▶ **TASK ITEM**
Once you find the line that contains "of the wall", write out that line and every line after it to the end of the records, exactly and with nothing else.

▶ **STORED DATA**
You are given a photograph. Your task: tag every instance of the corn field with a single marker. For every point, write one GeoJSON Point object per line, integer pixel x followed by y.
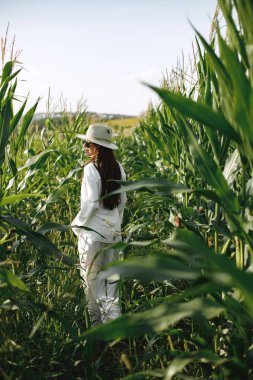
{"type": "Point", "coordinates": [187, 249]}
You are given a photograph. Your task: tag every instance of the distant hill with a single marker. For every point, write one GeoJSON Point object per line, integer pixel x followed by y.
{"type": "Point", "coordinates": [99, 116]}
{"type": "Point", "coordinates": [120, 123]}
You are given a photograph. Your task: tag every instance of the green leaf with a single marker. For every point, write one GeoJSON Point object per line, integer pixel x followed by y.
{"type": "Point", "coordinates": [11, 199]}
{"type": "Point", "coordinates": [218, 267]}
{"type": "Point", "coordinates": [197, 111]}
{"type": "Point", "coordinates": [36, 161]}
{"type": "Point", "coordinates": [153, 268]}
{"type": "Point", "coordinates": [5, 128]}
{"type": "Point", "coordinates": [154, 320]}
{"type": "Point", "coordinates": [9, 279]}
{"type": "Point", "coordinates": [38, 240]}
{"type": "Point", "coordinates": [232, 167]}
{"type": "Point", "coordinates": [25, 123]}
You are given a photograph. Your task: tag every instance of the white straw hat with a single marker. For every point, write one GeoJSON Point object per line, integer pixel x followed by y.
{"type": "Point", "coordinates": [100, 134]}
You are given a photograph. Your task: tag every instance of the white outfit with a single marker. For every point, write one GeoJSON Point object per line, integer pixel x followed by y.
{"type": "Point", "coordinates": [102, 296]}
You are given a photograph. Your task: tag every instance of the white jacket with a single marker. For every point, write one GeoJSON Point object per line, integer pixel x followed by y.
{"type": "Point", "coordinates": [106, 223]}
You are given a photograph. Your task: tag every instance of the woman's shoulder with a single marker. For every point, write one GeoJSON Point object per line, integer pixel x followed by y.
{"type": "Point", "coordinates": [123, 174]}
{"type": "Point", "coordinates": [90, 170]}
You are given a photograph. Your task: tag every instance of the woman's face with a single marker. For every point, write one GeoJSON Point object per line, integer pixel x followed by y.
{"type": "Point", "coordinates": [90, 150]}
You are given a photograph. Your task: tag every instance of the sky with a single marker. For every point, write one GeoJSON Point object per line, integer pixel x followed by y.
{"type": "Point", "coordinates": [100, 51]}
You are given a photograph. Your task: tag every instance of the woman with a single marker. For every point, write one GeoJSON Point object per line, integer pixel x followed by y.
{"type": "Point", "coordinates": [103, 218]}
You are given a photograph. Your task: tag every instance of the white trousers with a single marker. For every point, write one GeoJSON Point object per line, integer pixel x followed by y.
{"type": "Point", "coordinates": [102, 295]}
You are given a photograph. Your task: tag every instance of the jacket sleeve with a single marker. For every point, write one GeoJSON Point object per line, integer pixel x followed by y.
{"type": "Point", "coordinates": [89, 197]}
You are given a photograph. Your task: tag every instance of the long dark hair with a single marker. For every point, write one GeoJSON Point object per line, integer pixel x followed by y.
{"type": "Point", "coordinates": [109, 170]}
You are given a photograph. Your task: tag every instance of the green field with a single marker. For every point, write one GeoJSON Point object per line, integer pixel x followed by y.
{"type": "Point", "coordinates": [187, 251]}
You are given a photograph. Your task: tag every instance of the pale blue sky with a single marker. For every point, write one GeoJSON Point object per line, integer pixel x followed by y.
{"type": "Point", "coordinates": [101, 49]}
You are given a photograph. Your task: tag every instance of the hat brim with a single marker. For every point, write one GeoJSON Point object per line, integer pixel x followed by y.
{"type": "Point", "coordinates": [106, 144]}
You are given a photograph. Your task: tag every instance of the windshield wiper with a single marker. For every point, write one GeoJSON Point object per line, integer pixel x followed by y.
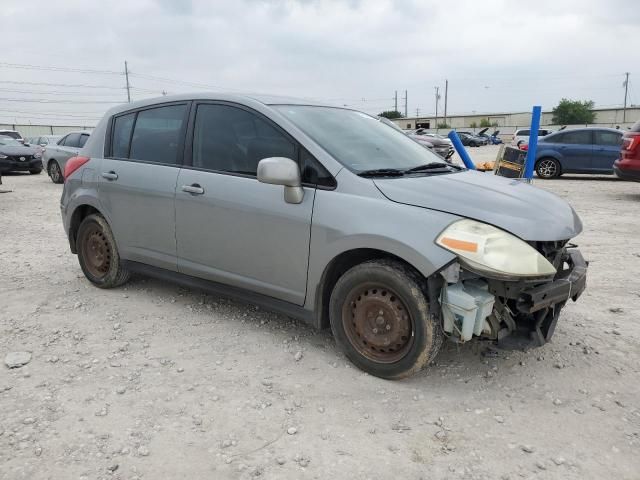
{"type": "Point", "coordinates": [382, 172]}
{"type": "Point", "coordinates": [430, 166]}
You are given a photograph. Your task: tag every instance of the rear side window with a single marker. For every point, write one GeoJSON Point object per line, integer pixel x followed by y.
{"type": "Point", "coordinates": [581, 138]}
{"type": "Point", "coordinates": [72, 140]}
{"type": "Point", "coordinates": [14, 135]}
{"type": "Point", "coordinates": [230, 139]}
{"type": "Point", "coordinates": [122, 127]}
{"type": "Point", "coordinates": [610, 139]}
{"type": "Point", "coordinates": [156, 134]}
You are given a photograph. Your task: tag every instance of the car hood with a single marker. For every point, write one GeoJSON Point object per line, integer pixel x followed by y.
{"type": "Point", "coordinates": [11, 150]}
{"type": "Point", "coordinates": [528, 212]}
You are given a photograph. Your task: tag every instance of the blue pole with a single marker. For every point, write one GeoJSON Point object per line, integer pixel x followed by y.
{"type": "Point", "coordinates": [530, 161]}
{"type": "Point", "coordinates": [457, 144]}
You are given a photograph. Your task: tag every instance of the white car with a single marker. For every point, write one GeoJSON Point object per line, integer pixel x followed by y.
{"type": "Point", "coordinates": [56, 154]}
{"type": "Point", "coordinates": [522, 136]}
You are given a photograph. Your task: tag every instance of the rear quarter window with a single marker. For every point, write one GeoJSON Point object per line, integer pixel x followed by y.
{"type": "Point", "coordinates": [157, 133]}
{"type": "Point", "coordinates": [121, 137]}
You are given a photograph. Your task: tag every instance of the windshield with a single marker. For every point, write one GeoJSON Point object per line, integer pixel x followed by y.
{"type": "Point", "coordinates": [10, 142]}
{"type": "Point", "coordinates": [357, 140]}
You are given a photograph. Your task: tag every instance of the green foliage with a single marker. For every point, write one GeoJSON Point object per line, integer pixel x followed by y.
{"type": "Point", "coordinates": [391, 114]}
{"type": "Point", "coordinates": [573, 112]}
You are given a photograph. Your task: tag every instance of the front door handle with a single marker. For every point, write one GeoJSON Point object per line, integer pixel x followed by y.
{"type": "Point", "coordinates": [193, 189]}
{"type": "Point", "coordinates": [110, 175]}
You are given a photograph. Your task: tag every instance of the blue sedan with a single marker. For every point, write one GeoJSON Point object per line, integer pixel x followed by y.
{"type": "Point", "coordinates": [581, 150]}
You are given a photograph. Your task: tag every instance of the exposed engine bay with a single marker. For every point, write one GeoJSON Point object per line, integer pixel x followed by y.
{"type": "Point", "coordinates": [516, 314]}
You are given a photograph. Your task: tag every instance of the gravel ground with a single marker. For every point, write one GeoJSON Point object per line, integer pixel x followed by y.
{"type": "Point", "coordinates": [153, 381]}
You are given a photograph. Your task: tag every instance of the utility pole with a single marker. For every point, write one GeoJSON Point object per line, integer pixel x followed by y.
{"type": "Point", "coordinates": [446, 92]}
{"type": "Point", "coordinates": [126, 76]}
{"type": "Point", "coordinates": [626, 89]}
{"type": "Point", "coordinates": [437, 97]}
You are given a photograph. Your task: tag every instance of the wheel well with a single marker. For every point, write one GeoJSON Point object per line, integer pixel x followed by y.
{"type": "Point", "coordinates": [78, 215]}
{"type": "Point", "coordinates": [337, 267]}
{"type": "Point", "coordinates": [551, 158]}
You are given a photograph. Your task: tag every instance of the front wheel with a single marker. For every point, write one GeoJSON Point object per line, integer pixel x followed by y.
{"type": "Point", "coordinates": [548, 168]}
{"type": "Point", "coordinates": [98, 254]}
{"type": "Point", "coordinates": [380, 318]}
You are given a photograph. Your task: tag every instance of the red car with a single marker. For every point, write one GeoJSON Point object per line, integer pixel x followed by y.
{"type": "Point", "coordinates": [628, 166]}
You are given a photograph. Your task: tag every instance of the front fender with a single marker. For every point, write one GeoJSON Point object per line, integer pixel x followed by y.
{"type": "Point", "coordinates": [405, 231]}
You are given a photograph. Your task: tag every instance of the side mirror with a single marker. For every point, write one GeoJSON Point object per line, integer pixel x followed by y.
{"type": "Point", "coordinates": [282, 171]}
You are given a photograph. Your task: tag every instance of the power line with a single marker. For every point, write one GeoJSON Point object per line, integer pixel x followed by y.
{"type": "Point", "coordinates": [179, 82]}
{"type": "Point", "coordinates": [73, 85]}
{"type": "Point", "coordinates": [41, 92]}
{"type": "Point", "coordinates": [58, 69]}
{"type": "Point", "coordinates": [44, 100]}
{"type": "Point", "coordinates": [59, 114]}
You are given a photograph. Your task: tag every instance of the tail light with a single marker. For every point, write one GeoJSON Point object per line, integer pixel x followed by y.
{"type": "Point", "coordinates": [631, 141]}
{"type": "Point", "coordinates": [73, 164]}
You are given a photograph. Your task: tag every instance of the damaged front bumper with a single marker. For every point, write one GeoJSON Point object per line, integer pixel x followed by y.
{"type": "Point", "coordinates": [568, 284]}
{"type": "Point", "coordinates": [517, 314]}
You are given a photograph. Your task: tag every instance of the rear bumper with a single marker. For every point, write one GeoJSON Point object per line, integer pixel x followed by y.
{"type": "Point", "coordinates": [626, 174]}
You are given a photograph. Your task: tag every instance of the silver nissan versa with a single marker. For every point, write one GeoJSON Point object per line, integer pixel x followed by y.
{"type": "Point", "coordinates": [324, 214]}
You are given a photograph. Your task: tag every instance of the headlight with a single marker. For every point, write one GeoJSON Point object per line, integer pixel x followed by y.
{"type": "Point", "coordinates": [488, 249]}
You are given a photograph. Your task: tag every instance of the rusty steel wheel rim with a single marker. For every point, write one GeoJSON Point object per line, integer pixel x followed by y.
{"type": "Point", "coordinates": [378, 323]}
{"type": "Point", "coordinates": [97, 252]}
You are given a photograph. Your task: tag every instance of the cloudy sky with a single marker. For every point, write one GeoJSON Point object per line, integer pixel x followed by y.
{"type": "Point", "coordinates": [63, 60]}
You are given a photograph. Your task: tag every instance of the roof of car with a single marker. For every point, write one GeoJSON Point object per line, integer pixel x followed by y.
{"type": "Point", "coordinates": [582, 129]}
{"type": "Point", "coordinates": [229, 97]}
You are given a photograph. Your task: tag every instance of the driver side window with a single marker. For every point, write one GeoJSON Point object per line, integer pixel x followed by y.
{"type": "Point", "coordinates": [234, 140]}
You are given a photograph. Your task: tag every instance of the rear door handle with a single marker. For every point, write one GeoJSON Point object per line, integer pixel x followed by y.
{"type": "Point", "coordinates": [110, 175]}
{"type": "Point", "coordinates": [193, 189]}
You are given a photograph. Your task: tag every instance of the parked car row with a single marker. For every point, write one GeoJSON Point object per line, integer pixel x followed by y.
{"type": "Point", "coordinates": [55, 156]}
{"type": "Point", "coordinates": [33, 154]}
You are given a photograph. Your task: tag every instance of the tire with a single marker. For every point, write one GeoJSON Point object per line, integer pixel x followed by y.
{"type": "Point", "coordinates": [548, 167]}
{"type": "Point", "coordinates": [55, 172]}
{"type": "Point", "coordinates": [98, 253]}
{"type": "Point", "coordinates": [359, 302]}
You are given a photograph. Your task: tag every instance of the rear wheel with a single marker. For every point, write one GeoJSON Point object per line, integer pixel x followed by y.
{"type": "Point", "coordinates": [98, 254]}
{"type": "Point", "coordinates": [548, 168]}
{"type": "Point", "coordinates": [55, 172]}
{"type": "Point", "coordinates": [380, 318]}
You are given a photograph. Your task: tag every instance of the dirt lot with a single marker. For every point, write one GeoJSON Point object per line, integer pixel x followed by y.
{"type": "Point", "coordinates": [153, 381]}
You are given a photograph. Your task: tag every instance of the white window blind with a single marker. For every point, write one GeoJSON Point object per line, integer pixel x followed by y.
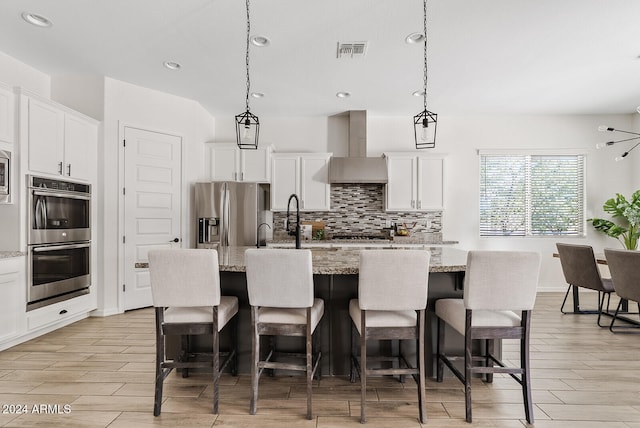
{"type": "Point", "coordinates": [531, 195]}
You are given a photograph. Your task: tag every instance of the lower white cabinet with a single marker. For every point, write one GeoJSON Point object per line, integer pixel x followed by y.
{"type": "Point", "coordinates": [12, 302]}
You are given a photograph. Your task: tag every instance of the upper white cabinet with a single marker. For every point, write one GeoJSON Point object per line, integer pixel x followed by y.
{"type": "Point", "coordinates": [60, 142]}
{"type": "Point", "coordinates": [229, 163]}
{"type": "Point", "coordinates": [6, 114]}
{"type": "Point", "coordinates": [306, 175]}
{"type": "Point", "coordinates": [416, 182]}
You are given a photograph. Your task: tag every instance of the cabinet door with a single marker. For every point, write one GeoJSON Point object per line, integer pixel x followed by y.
{"type": "Point", "coordinates": [80, 141]}
{"type": "Point", "coordinates": [6, 115]}
{"type": "Point", "coordinates": [255, 165]}
{"type": "Point", "coordinates": [285, 178]}
{"type": "Point", "coordinates": [430, 183]}
{"type": "Point", "coordinates": [401, 187]}
{"type": "Point", "coordinates": [314, 182]}
{"type": "Point", "coordinates": [46, 138]}
{"type": "Point", "coordinates": [224, 162]}
{"type": "Point", "coordinates": [12, 288]}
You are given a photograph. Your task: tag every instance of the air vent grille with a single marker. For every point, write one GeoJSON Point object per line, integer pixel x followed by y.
{"type": "Point", "coordinates": [352, 49]}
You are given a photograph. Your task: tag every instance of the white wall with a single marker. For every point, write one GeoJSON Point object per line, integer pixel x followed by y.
{"type": "Point", "coordinates": [460, 137]}
{"type": "Point", "coordinates": [127, 104]}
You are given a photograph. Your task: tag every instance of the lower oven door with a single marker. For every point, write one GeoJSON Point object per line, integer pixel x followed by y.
{"type": "Point", "coordinates": [57, 272]}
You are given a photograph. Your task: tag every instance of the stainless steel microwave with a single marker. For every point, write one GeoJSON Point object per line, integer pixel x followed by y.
{"type": "Point", "coordinates": [5, 176]}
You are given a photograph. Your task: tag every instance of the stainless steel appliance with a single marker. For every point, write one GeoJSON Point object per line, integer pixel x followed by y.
{"type": "Point", "coordinates": [228, 213]}
{"type": "Point", "coordinates": [5, 176]}
{"type": "Point", "coordinates": [59, 240]}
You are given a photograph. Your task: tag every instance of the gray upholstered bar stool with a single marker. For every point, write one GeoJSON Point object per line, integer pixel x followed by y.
{"type": "Point", "coordinates": [185, 288]}
{"type": "Point", "coordinates": [623, 265]}
{"type": "Point", "coordinates": [581, 270]}
{"type": "Point", "coordinates": [499, 294]}
{"type": "Point", "coordinates": [391, 303]}
{"type": "Point", "coordinates": [281, 295]}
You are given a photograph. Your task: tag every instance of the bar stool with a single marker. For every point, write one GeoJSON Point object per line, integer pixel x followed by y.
{"type": "Point", "coordinates": [185, 288]}
{"type": "Point", "coordinates": [497, 284]}
{"type": "Point", "coordinates": [392, 297]}
{"type": "Point", "coordinates": [280, 288]}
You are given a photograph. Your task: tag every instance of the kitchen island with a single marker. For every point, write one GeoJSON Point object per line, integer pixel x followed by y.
{"type": "Point", "coordinates": [336, 281]}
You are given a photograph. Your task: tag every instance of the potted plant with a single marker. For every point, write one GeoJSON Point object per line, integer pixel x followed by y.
{"type": "Point", "coordinates": [627, 231]}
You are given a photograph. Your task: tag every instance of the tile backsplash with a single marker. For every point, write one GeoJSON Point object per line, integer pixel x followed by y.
{"type": "Point", "coordinates": [359, 209]}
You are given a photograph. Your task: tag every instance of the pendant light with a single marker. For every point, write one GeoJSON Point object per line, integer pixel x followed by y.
{"type": "Point", "coordinates": [424, 123]}
{"type": "Point", "coordinates": [605, 128]}
{"type": "Point", "coordinates": [247, 124]}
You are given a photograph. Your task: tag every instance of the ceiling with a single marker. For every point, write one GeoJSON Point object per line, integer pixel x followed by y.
{"type": "Point", "coordinates": [485, 56]}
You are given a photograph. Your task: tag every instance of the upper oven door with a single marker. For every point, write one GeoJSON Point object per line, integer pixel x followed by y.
{"type": "Point", "coordinates": [57, 216]}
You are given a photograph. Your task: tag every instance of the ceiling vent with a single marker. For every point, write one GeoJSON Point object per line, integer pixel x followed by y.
{"type": "Point", "coordinates": [352, 49]}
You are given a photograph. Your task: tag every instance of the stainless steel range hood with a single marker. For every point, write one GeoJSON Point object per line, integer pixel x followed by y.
{"type": "Point", "coordinates": [357, 167]}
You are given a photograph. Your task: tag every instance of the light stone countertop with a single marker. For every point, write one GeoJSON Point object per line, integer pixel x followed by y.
{"type": "Point", "coordinates": [341, 261]}
{"type": "Point", "coordinates": [11, 254]}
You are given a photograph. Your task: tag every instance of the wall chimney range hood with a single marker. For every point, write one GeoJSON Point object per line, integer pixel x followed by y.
{"type": "Point", "coordinates": [357, 167]}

▶ **THE ANSWER**
You are given a photograph. Your task: tag every instance of the wall chimney range hood with a single marker. For every point, write one GeoJSON Point object per line, integer pixel x followed by y.
{"type": "Point", "coordinates": [357, 167]}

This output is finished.